課題 A
読解文の内容を二文で要約してください。

読解文

----------

「政治はどこへ行く!日本の理念は何処へ」
(青年会議所発行「日本の正論」より)




戦後最大の非常事

 今日お話しすることは、一つは政治家とは何をしてくれる人なのか、ということです。
 1995年1月17日に起きた阪神大震災は、戦後の憲法と政治体制の中で日本が迎えた最大の非常時であったと私は思います。このような最大の非常時に、戦後の日本国家と政界再編という中で、村山政権が持っている性格にとって、これが実は非常に象徴的に起きた事件であったのです。
 ところが、今のマスコミや報道のいろいろな論調は、そうはなっていないのです。とにかく政治抗争をやめて予算を早く通し、お金をたくさん撒いてくれたらいい、というものばかりです。しかし災害が起きて、五千人何百人という戦争にも匹敵するような人々が亡くなったのに、その時に国の責任であるとか、政治家の責任を問わないで、お金だけ早く出してくれなどと言う政治家も政治家だが、国民も国民だと思います。
 そういう議論にうつつを抜かし、補正予算を何兆円組んでくれるのかとか、十兆円以上組んでくれたら景気が良くなります、というような議論、それはそうかも知れませんが、財源は幾らあるのか、もう増税論議が始まっています。消費税を上げて財源にするのか、赤字国債を出すのか。もちろんつまらない議論だとは思いません。
 しかし、今こういう事件が戦後五十年である、平成七年に起き、その時に、戦後に生 まれてきた特に若い人達が考えるべきことは、景気にどういう影響を与えるか、株価はどうなるのか、このあとの補助金がどれだけ出て..とか、そういうことではないはずなんです。
 こういう国家システム、こういう政治的システムで、日本という国が成り立つのか。私達はこの国に住んでいていいのか、政治家とは何をしてくれるのか、その責任問題という事を今こそ皆さんが考えなければ、五千何百人の人は浮かび上がりません。幾ら後で補助金をもらおうがお金をもらおうが、国家や政治家の責任不在のために命を落としたとすれば、これはお金で解決できないことが起きたわけです。またそういう事がこれからも起きてくる可能性が、現実目の前にあるわけです。
 昔は新潟も大震災の大きな被害に遭いましたが、関東大震災の可能性もあるし、そういう意味で今後の阪神大震災というものを考えてみると、一つに、本当に大きな議論の 筋の間違いというのは、今すべてが、補正予算やお金の問題や、景気対策の問題に、この問題が換言されている。この事が一番粉の国のだめなところなのです。それを政治家も、政治休戦などと言っている皆さんがそうなんですよ、日本国民が。
 そこで全てをお金の問題に切り替えてしまえば一件落着であると、日本国民全体が思っているわけで、どんな事件が起きても、どんな非常事態が起きても、それは国家で あるとかそういう問題ではなくって、お金で保障されるべきような話しにすぎない、要するに儲かるか儲からないかという二分法しか無いというのが、今の国民ではありませんか。リスクをおかしてとか、儲かるか儲からないか、景気がいいか悪いか、たしかに 政治家もたいしたことはない。
 しかし私から言わせれば、全てのどんな事においても、儲かるか儲からないか、景気がいい悪い、その程度の議論しかしていない国民やマスコミの責任というのは、私は厳然としてあると思います。この点については官邸の機能がどうであった、有事の法律整備ができていなかったとか、色々なことが言われていますが、ところが法律の中に何も書いていなかったわけではないんです。たとえば災害基本法には、災害対策、緊急災害対策本部というものを、総理が布告したら、物価統制まで含めた全権を持っているんです。

----------

入力
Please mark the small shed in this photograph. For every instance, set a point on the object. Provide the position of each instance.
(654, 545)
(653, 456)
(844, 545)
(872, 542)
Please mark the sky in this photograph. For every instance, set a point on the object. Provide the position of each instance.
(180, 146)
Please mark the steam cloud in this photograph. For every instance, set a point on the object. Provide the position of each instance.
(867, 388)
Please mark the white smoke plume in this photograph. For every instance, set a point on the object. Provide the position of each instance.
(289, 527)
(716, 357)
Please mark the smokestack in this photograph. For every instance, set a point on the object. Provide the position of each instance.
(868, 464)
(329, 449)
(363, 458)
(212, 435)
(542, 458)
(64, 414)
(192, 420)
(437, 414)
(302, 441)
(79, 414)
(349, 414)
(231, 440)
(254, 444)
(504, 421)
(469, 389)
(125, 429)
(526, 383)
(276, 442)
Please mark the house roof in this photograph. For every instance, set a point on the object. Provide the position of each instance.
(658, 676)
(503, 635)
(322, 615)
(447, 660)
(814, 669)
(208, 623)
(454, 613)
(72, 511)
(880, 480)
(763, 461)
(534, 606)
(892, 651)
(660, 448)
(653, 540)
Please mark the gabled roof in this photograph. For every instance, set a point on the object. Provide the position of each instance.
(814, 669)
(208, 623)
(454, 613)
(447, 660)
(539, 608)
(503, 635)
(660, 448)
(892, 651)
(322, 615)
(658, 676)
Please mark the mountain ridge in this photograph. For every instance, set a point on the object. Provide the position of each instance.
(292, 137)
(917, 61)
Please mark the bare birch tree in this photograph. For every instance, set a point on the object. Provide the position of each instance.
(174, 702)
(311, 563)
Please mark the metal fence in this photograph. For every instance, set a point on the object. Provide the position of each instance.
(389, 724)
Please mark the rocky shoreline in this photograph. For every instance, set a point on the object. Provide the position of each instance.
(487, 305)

----------

課題 B
エントリのうち、"Please mark the rocky"を含む行からエントリの末尾までを、両端の行も含めてそのまま書き出してください。

期待される出力 A
話し手は、1995年1月17日の阪神大震災を、戦後の憲法と政治体制の中で日本が迎えた最大の非常時ととらえています。そのうえで、国家や政治家の責任を問わず補正予算や景気などお金の問題ばかりを論じる国民やマスコミにも責任があると批判し、災害基本法では総理が布告すれば緊急災害対策本部が物価統制まで含めた全権を持つと指摘しています。

期待される出力 B
Please mark the rocky shoreline in this photograph. For every instance, set a point on the object. Provide the position of each instance.
(487, 305)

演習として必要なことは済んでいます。